### What to work on
Copy the material verbatim, starting at the line that contains "Does the person" and ending after the line that contains "[4,273,24,315]". Omit the pictures.

### Stored records
********
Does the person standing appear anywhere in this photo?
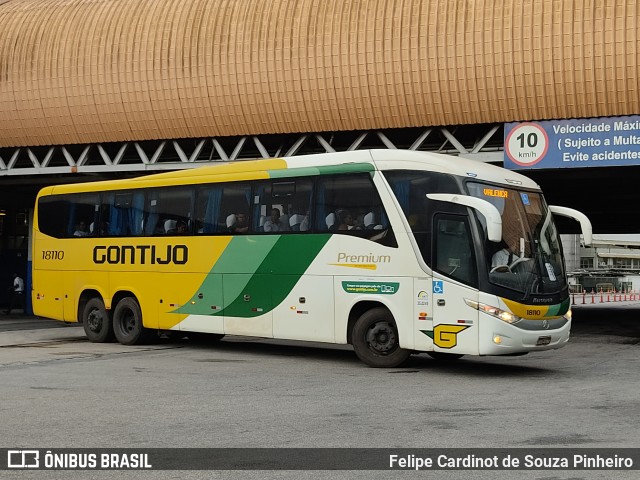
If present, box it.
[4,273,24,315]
********
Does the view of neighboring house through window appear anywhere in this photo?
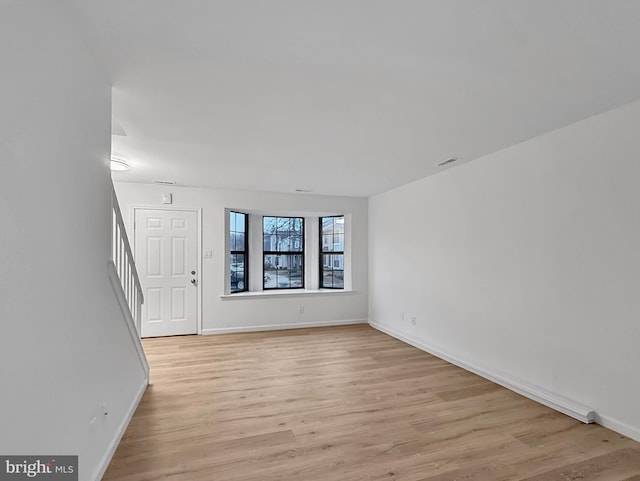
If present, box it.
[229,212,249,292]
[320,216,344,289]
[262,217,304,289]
********
### Exercise solution
Does the person standing appear anywhere in this photo?
If present, box it.
[4,273,24,315]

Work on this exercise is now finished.